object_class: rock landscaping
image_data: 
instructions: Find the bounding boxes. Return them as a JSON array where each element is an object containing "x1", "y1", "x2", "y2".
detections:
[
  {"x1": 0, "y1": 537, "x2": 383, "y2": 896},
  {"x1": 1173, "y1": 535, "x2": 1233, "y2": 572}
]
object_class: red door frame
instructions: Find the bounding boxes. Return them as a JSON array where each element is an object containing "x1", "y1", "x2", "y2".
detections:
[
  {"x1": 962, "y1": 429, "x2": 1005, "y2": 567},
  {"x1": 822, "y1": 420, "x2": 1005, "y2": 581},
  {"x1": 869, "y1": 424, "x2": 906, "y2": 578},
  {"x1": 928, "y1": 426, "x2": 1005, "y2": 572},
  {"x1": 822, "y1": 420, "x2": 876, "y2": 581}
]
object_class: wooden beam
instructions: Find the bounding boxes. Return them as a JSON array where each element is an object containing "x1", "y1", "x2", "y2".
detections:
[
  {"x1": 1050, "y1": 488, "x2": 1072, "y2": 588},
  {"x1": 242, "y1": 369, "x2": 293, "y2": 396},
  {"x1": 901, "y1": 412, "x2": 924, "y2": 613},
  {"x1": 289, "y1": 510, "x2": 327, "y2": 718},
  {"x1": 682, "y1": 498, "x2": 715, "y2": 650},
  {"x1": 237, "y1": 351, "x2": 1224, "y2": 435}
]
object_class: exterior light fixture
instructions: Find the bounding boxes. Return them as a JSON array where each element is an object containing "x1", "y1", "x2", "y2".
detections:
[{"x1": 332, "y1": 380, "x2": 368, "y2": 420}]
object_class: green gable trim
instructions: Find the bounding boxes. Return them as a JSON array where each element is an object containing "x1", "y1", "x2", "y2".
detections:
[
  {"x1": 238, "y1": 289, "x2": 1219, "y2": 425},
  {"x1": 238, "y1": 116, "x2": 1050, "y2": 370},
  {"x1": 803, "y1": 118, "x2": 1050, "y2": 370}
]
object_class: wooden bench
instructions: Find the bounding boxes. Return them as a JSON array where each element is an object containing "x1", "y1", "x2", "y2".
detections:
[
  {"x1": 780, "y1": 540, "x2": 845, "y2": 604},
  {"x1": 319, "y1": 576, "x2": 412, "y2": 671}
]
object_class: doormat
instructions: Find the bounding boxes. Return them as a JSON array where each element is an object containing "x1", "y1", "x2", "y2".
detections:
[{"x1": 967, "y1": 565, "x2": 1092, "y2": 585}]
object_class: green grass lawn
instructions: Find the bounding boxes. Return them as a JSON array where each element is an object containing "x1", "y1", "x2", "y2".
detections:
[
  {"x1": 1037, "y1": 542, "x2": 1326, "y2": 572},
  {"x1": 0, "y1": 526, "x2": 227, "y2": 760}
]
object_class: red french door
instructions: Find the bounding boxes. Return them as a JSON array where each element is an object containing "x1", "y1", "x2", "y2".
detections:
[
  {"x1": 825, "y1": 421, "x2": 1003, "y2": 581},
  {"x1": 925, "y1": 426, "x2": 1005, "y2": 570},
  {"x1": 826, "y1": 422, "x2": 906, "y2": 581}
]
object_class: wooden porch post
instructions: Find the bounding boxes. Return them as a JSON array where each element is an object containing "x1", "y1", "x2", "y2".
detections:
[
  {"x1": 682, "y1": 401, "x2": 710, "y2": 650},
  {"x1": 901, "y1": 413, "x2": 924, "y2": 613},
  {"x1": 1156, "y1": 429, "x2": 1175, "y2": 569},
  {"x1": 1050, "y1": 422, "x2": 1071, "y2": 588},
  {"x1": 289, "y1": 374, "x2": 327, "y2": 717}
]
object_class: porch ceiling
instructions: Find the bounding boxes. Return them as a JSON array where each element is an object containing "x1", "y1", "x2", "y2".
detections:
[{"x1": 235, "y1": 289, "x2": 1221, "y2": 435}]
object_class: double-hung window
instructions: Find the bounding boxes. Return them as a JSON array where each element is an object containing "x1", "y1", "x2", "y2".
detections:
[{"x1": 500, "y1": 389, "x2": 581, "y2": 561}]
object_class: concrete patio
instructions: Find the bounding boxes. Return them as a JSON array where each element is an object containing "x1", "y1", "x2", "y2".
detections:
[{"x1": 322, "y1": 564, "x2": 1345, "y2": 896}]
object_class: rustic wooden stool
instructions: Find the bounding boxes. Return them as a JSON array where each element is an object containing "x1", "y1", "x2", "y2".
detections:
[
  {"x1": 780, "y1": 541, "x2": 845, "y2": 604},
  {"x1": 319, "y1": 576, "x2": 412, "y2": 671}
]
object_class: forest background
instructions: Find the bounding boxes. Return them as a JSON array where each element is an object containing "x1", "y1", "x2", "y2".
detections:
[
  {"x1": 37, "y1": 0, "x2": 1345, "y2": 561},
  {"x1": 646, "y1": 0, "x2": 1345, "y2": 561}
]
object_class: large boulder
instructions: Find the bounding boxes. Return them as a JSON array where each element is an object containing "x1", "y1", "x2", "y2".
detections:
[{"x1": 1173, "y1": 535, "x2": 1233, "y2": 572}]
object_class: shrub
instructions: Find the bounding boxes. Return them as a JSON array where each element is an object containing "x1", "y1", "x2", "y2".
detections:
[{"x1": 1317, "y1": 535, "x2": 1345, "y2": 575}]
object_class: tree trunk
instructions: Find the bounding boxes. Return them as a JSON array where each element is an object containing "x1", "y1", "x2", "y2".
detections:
::::
__Problem description__
Show each line of the rows above that contains the string "green", matching case exactly.

__Problem solution__
object_class: green gable trim
object_class: green grass lawn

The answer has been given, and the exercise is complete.